* _Material to process_
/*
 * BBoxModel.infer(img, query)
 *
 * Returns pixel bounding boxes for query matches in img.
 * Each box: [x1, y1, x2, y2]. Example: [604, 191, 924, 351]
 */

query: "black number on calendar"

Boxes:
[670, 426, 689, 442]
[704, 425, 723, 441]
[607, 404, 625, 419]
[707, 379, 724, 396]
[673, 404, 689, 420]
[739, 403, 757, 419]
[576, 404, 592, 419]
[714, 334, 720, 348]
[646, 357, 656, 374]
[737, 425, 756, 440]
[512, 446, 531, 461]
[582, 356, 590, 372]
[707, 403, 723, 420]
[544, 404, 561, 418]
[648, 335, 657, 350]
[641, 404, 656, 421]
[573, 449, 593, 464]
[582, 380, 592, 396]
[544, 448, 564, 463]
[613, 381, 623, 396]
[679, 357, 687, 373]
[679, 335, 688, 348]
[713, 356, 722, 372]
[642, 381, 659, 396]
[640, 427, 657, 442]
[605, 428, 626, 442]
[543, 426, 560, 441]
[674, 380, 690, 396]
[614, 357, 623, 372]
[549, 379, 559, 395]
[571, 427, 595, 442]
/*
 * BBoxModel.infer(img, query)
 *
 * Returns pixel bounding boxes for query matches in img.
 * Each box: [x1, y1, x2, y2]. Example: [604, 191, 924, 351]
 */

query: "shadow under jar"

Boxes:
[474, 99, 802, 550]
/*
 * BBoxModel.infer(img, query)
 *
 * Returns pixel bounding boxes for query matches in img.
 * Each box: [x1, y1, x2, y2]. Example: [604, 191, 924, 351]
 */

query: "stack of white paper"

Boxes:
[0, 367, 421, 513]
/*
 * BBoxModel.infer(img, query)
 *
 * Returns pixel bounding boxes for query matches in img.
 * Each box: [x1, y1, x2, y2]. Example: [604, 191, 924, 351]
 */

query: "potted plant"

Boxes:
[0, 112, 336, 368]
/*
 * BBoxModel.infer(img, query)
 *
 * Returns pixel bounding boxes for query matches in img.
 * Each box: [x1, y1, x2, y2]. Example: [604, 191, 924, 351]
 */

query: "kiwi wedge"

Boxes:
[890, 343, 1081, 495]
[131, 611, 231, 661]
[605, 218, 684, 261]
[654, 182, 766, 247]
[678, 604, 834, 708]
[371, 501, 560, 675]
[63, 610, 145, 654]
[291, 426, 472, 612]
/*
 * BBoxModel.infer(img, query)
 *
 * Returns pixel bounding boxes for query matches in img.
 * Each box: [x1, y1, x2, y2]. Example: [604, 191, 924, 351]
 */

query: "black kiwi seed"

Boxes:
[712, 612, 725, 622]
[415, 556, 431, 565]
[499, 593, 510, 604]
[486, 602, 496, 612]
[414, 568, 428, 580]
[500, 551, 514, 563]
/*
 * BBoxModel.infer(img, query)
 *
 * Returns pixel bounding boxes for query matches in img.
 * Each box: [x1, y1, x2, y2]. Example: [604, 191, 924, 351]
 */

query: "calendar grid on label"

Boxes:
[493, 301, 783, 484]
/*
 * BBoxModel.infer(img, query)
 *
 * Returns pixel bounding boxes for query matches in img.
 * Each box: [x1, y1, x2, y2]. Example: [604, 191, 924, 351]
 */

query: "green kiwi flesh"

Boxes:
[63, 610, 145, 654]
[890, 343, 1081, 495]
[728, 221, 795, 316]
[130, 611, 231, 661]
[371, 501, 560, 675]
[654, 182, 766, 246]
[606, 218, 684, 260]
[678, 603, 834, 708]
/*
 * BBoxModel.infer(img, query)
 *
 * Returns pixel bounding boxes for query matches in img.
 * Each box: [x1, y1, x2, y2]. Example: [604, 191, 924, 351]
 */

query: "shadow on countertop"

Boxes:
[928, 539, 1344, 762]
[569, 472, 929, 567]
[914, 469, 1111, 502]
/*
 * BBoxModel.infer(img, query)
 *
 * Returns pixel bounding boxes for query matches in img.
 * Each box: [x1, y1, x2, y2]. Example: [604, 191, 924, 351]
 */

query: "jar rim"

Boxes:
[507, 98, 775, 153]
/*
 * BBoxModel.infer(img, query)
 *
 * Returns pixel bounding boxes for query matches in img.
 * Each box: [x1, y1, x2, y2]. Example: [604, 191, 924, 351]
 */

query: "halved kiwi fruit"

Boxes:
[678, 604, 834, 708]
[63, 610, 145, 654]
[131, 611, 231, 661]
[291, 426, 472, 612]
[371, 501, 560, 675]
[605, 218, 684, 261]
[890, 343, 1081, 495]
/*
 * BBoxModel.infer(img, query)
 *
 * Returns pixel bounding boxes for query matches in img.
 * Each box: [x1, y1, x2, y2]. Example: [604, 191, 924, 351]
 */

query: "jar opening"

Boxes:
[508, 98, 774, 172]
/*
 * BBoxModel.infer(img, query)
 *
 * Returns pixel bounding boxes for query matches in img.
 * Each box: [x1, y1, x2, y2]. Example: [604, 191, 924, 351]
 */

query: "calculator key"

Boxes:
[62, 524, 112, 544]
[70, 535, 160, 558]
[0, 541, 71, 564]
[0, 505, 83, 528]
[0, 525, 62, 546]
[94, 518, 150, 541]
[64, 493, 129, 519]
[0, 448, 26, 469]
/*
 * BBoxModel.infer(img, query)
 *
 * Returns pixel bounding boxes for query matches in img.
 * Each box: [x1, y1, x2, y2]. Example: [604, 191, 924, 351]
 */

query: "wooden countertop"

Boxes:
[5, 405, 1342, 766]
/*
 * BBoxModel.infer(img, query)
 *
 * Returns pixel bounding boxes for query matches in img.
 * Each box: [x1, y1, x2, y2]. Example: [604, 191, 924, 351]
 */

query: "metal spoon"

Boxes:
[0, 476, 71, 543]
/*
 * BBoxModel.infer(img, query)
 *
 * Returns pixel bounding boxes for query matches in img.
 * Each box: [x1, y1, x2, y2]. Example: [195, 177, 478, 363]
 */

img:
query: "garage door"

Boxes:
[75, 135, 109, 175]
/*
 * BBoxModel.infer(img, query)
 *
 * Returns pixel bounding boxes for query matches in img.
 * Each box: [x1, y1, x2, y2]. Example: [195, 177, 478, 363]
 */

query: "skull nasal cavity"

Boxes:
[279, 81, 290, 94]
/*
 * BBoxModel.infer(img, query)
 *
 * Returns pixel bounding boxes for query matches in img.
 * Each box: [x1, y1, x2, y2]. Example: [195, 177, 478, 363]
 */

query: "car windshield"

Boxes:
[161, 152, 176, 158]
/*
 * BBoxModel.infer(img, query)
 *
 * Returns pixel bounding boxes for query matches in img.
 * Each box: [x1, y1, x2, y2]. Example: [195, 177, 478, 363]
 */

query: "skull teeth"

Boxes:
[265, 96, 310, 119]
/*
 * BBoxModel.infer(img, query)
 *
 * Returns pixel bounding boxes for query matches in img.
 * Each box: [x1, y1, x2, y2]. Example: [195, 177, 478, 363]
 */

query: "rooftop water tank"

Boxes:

* _Activity_
Your task is to reproduce all the records above exactly as they appear.

* _Final answer_
/*
 * BBoxModel.infer(img, query)
 *
 * Returns pixel bounding boxes for query matches in img.
 * Each box: [x1, y1, x2, y2]. Example: [604, 191, 924, 351]
 */

query: "black number on calendar"

Boxes:
[670, 426, 689, 442]
[704, 425, 723, 441]
[607, 404, 625, 419]
[707, 379, 724, 396]
[673, 404, 689, 420]
[739, 403, 757, 419]
[576, 404, 592, 419]
[714, 334, 720, 348]
[646, 357, 656, 374]
[737, 425, 756, 440]
[512, 446, 531, 461]
[582, 356, 590, 372]
[707, 403, 723, 420]
[544, 404, 561, 418]
[648, 335, 657, 350]
[641, 404, 656, 421]
[573, 449, 593, 464]
[582, 380, 592, 396]
[544, 448, 564, 463]
[613, 381, 623, 396]
[679, 357, 687, 373]
[679, 335, 688, 348]
[713, 356, 722, 372]
[642, 381, 659, 396]
[640, 427, 657, 442]
[605, 428, 626, 442]
[543, 426, 560, 441]
[674, 380, 690, 396]
[614, 357, 623, 372]
[549, 379, 559, 395]
[571, 427, 595, 442]
/*
 * BBoxModel.infer(img, query)
 *
 * Returns pixel bounding boxes for query matches in img.
 * Each box: [x1, y1, x2, y2]. Example: [604, 191, 924, 351]
 */

query: "shadow under jar"

Boxes:
[474, 99, 802, 550]
/*
 * BBoxModel.infer(img, query)
 *
 * Returns pixel bounding boxes for query matches in img.
 * Each box: [x1, y1, x2, y2]. Example: [604, 191, 924, 351]
 */

query: "stack of white paper"

Boxes:
[0, 367, 421, 513]
/*
 * BBoxModel.infer(img, query)
 *
 * Returns pixel bounding boxes for query matches in img.
 * Each box: [x1, y1, x2, y2]. Example: [604, 191, 924, 351]
 */

query: "potted plant"

Boxes:
[0, 112, 336, 368]
/*
 * BBoxModel.infer(img, query)
 *
 * Returns pixel bounding boxes for query matches in img.
 * Each box: [x1, y1, x2, y2]. Example: [604, 191, 924, 351]
 */

query: "kiwi wedge"

Boxes:
[890, 343, 1081, 495]
[131, 611, 231, 661]
[605, 218, 684, 261]
[654, 182, 766, 247]
[678, 604, 834, 708]
[371, 501, 560, 675]
[63, 610, 145, 654]
[291, 426, 472, 612]
/*
 * BBoxModel.infer(img, query)
 *
 * Returns pixel bounding boxes for query matches in img.
 * Each box: [x1, y1, x2, y2]. Example: [604, 191, 924, 351]
 */

query: "black kiwi seed"

Boxes:
[712, 612, 725, 622]
[415, 556, 431, 565]
[499, 593, 510, 604]
[486, 602, 496, 612]
[414, 568, 428, 580]
[500, 551, 514, 563]
/*
 * BBoxModel.infer(img, query)
 *
 * Returns pixel bounding boxes for query matches in img.
 * Each box: [x1, y1, x2, y2]. Example: [604, 191, 924, 351]
 */

query: "calendar grid on label"

Boxes:
[493, 301, 783, 484]
/*
 * BBoxModel.infer(img, query)
 *
 * Returns pixel bounding boxes for query matches in img.
 * Each box: [x1, y1, x2, y2]. Example: [604, 191, 924, 351]
 */

query: "green kiwi flesh"

Boxes:
[63, 610, 145, 654]
[890, 343, 1081, 495]
[728, 221, 795, 316]
[130, 611, 231, 661]
[371, 501, 560, 675]
[654, 182, 766, 246]
[606, 218, 684, 260]
[678, 603, 834, 708]
/*
 * BBoxModel.infer(img, query)
 *
 * Returns pixel bounding boxes for query matches in img.
 * Each box: [x1, y1, x2, y2]. Example: [604, 191, 924, 351]
 */

query: "shadow on countertop"

Boxes:
[928, 539, 1344, 762]
[569, 472, 929, 567]
[914, 469, 1111, 502]
/*
 * BBoxModel.infer(img, query)
 *
 * Returns pixel bounding boxes for query matches in img.
 * Each box: [x1, y1, x2, y2]. Example: [604, 191, 924, 351]
 */

query: "jar rim"

Boxes:
[507, 98, 775, 153]
/*
 * BBoxModel.infer(img, query)
 *
 * Returns pixel bounding boxes for query matches in img.
 * Each box: [x1, y1, x2, y2]. Example: [604, 191, 924, 351]
 */

query: "halved kiwi fruit"

Boxes:
[678, 604, 834, 708]
[63, 610, 145, 654]
[131, 611, 231, 661]
[291, 426, 472, 612]
[371, 501, 560, 675]
[605, 218, 684, 261]
[890, 343, 1081, 495]
/*
 * BBoxModel.infer(img, query)
 *
 * Returns pixel bounding boxes for query matches in img.
 * Each box: [x1, y1, x2, y2]. Example: [604, 191, 924, 351]
 */

query: "jar opening"

Boxes:
[508, 98, 774, 172]
/*
 * BBoxModel.infer(img, query)
 *
 * Returns pixel bounding boxes for query matches in img.
 * Each box: [x1, y1, x2, y2]. Example: [604, 191, 924, 351]
 */

query: "calculator key"

Boxes:
[62, 524, 112, 544]
[70, 535, 160, 558]
[0, 541, 71, 564]
[0, 505, 83, 528]
[0, 525, 62, 546]
[94, 518, 150, 541]
[64, 493, 129, 519]
[0, 448, 26, 469]
/*
 * BBoxModel.infer(img, query)
 *
 * Returns pixel bounding boxes for query matches in img.
 * Each box: [x1, y1, x2, y2]. Example: [604, 191, 924, 351]
 */

query: "wooden countertop"

Boxes:
[5, 405, 1342, 766]
/*
 * BBoxModel.infer(img, query)
 *
 * Returns pixel bounding boxes for query matches in img.
 * Each box: [x1, y1, x2, y2]. Example: [604, 191, 924, 351]
 */

query: "metal spoon"

Boxes:
[0, 476, 71, 543]
/*
 * BBoxModel.infer(img, query)
 *
 * Returns pixel bounding boxes for query matches in img.
 * Each box: [x1, y1, x2, y2]. Example: [195, 177, 478, 363]
 */

img:
query: "garage door"

Boxes:
[75, 135, 109, 175]
/*
 * BBoxModel.infer(img, query)
 *
 * Returns pixel bounding boxes for query matches in img.
 * Each box: [x1, y1, x2, y2]. Example: [195, 177, 478, 363]
 */

query: "skull nasal cavity"

Boxes:
[279, 81, 290, 94]
/*
 * BBoxModel.infer(img, query)
 *
 * Returns pixel bounding boxes for query matches in img.
 * Each box: [x1, y1, x2, y2]. Example: [195, 177, 478, 363]
 */

query: "car windshield"

Boxes:
[161, 152, 176, 158]
/*
 * BBoxModel.infer(img, query)
 *
 * Returns pixel bounding boxes for query matches in img.
 * Each box: [x1, y1, x2, y2]. Example: [195, 177, 478, 363]
 */

query: "skull teeth"

Boxes:
[265, 96, 310, 119]
/*
 * BBoxModel.infer(img, query)
 *
 * Returns pixel bounding boxes for query matches in img.
 * Each box: [x1, y1, x2, y2]. Example: [195, 177, 478, 363]
 */

query: "rooftop water tank"

Boxes:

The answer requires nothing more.